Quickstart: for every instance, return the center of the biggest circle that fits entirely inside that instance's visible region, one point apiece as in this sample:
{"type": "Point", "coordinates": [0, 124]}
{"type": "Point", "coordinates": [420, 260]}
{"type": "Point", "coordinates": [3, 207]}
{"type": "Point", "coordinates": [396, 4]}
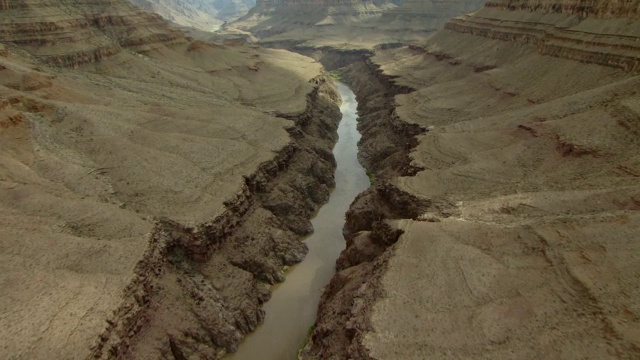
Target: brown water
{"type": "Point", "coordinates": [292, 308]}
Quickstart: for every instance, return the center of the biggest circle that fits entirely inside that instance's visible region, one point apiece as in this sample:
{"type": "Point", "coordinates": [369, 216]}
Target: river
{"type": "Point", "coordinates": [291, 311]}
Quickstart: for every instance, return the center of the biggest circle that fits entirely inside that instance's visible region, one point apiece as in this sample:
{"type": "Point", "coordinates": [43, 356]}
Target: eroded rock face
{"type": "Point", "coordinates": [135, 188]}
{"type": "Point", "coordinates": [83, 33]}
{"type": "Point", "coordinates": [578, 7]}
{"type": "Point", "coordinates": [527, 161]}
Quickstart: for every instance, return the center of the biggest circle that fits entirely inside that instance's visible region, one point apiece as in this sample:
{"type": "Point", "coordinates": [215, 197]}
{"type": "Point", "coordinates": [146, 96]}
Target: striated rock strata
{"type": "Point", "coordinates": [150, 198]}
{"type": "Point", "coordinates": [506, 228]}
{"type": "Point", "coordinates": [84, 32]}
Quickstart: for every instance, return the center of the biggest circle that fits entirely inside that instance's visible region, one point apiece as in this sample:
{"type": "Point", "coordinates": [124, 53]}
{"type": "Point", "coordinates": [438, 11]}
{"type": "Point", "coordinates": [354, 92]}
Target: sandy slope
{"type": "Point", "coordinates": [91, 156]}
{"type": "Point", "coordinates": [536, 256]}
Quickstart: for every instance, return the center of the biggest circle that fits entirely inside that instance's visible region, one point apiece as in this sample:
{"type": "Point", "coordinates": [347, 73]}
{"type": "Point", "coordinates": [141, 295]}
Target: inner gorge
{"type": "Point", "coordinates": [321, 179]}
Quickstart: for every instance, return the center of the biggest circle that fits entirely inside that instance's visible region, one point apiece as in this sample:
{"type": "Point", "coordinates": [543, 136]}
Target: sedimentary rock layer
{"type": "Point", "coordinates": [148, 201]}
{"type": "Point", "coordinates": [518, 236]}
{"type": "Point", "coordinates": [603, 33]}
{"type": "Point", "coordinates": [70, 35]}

• • • • •

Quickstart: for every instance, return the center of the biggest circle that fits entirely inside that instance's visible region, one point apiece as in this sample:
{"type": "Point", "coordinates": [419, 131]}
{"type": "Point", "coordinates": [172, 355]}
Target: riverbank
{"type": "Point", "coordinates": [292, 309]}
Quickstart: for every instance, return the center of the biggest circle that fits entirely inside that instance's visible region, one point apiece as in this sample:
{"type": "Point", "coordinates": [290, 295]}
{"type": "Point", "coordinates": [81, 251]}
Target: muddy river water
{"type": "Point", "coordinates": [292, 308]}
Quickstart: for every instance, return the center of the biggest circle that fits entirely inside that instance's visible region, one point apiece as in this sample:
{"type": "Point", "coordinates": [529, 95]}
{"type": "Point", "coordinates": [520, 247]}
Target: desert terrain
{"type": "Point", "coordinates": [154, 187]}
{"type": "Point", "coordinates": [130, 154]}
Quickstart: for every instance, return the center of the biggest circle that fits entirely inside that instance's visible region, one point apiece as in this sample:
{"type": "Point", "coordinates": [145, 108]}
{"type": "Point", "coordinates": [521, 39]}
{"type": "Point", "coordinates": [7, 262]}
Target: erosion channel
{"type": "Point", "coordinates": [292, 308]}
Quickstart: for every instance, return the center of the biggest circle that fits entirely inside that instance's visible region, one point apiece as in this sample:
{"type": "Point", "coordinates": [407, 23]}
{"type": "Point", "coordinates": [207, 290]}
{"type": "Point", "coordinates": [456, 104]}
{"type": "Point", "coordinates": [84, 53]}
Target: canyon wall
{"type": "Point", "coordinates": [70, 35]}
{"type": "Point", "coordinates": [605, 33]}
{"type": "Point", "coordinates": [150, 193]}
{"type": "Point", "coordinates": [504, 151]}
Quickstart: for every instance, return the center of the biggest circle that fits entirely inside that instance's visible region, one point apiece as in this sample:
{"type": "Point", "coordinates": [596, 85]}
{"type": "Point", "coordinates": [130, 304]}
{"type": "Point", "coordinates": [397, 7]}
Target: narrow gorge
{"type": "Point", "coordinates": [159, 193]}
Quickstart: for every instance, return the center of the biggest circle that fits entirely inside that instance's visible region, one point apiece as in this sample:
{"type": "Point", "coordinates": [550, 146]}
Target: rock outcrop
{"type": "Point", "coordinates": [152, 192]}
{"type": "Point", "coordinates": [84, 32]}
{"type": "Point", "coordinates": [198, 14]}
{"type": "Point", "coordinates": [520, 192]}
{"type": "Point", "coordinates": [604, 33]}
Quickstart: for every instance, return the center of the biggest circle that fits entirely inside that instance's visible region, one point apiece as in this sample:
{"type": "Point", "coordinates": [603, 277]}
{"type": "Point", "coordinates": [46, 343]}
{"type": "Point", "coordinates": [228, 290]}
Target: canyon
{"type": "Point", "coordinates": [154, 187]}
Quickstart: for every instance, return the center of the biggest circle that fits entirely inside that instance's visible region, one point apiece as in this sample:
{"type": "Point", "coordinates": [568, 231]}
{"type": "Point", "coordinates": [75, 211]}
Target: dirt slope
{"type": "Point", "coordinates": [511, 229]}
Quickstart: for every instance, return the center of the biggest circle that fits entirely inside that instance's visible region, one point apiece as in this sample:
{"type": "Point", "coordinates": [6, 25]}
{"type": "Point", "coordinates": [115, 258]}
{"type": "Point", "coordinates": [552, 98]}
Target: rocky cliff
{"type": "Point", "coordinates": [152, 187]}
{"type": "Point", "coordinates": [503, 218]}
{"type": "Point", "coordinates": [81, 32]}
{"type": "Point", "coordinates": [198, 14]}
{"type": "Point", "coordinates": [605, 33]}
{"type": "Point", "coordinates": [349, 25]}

• • • • •

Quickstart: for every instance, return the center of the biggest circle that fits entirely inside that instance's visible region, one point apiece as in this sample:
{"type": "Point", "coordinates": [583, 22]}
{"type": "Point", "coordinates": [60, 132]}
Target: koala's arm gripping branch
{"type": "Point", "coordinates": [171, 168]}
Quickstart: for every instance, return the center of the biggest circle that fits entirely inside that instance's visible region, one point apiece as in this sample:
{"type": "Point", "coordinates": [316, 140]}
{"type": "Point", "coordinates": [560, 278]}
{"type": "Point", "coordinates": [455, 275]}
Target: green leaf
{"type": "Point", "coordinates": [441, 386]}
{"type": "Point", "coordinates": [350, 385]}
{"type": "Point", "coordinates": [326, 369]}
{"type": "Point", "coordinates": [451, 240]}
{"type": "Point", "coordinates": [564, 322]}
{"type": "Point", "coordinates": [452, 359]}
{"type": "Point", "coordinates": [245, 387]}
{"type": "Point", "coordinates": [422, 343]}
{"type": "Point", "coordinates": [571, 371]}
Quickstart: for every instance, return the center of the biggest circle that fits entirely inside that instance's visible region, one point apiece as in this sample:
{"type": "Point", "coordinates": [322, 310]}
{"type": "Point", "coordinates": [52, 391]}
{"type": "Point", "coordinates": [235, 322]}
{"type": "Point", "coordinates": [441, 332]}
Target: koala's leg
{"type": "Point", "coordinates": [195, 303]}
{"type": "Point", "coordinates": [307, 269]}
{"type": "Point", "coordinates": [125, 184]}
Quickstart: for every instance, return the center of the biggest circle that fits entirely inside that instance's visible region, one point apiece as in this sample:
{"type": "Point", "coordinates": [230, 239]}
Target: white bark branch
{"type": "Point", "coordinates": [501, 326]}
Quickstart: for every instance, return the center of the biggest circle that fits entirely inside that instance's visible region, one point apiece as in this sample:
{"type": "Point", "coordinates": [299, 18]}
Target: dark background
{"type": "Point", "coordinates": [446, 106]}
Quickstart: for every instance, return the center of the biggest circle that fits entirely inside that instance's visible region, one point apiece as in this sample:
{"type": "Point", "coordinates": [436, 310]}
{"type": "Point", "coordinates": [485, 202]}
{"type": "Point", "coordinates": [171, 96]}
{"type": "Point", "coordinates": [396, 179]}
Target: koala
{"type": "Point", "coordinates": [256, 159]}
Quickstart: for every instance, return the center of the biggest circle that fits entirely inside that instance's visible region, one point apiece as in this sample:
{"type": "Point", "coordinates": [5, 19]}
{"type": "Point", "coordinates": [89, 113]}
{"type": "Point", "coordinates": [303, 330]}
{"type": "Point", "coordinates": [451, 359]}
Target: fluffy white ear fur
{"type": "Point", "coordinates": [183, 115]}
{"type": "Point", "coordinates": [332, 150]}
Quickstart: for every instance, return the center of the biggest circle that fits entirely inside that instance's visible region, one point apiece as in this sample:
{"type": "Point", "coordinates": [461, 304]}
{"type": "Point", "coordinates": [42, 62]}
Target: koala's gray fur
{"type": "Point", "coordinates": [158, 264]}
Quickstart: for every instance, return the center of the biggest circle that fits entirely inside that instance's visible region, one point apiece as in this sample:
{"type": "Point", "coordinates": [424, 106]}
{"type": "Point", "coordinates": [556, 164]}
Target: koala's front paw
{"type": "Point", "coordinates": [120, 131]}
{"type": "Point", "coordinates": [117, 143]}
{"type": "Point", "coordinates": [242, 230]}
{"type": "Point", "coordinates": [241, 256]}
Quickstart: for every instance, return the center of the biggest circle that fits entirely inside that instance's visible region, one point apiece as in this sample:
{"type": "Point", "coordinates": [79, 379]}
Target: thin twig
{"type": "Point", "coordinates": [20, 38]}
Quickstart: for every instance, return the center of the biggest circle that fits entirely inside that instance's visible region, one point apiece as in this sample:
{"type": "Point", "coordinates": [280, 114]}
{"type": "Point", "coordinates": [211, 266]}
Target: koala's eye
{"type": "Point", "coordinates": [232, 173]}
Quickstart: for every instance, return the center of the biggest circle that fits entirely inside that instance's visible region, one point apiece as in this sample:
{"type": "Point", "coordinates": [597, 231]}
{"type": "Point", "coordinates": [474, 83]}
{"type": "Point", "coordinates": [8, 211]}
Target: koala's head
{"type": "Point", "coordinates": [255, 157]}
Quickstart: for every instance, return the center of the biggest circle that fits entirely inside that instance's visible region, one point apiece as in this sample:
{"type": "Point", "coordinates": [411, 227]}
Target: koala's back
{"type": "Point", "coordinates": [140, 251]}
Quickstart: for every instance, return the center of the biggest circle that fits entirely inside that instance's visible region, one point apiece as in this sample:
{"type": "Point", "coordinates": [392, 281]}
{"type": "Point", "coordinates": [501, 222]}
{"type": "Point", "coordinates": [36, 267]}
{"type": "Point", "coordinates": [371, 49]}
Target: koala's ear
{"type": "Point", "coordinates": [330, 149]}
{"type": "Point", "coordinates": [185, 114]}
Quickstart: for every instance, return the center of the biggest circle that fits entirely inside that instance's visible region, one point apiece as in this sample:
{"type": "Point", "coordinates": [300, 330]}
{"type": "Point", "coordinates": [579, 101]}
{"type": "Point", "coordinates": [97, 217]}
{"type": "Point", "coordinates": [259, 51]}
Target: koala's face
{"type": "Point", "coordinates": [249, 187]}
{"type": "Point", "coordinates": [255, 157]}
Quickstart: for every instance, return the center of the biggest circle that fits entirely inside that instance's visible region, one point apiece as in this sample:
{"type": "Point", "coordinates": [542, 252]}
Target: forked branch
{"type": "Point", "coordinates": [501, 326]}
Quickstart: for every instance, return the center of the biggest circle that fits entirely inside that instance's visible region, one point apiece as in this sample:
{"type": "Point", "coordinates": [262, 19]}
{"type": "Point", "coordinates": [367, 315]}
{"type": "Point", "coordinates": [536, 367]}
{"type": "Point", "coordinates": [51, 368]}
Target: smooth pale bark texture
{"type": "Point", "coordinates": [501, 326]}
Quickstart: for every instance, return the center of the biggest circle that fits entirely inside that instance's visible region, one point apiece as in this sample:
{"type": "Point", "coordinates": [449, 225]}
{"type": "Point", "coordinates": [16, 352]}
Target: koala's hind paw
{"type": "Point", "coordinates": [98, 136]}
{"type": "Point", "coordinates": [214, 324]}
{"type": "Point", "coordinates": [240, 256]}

• • • • •

### Stated exercise
Pick out every row above that contains the string "koala" and copy each one. Case counts, so a capitalized form does not match.

### Correct output
Target: koala's arm gripping branch
Target: koala's leg
Target: koala
Target: koala's gray fur
Target: koala's front paw
Target: koala's eye
Target: koala's head
Target: koala's back
Target: koala's ear
Target: koala's face
Target: koala's hind paw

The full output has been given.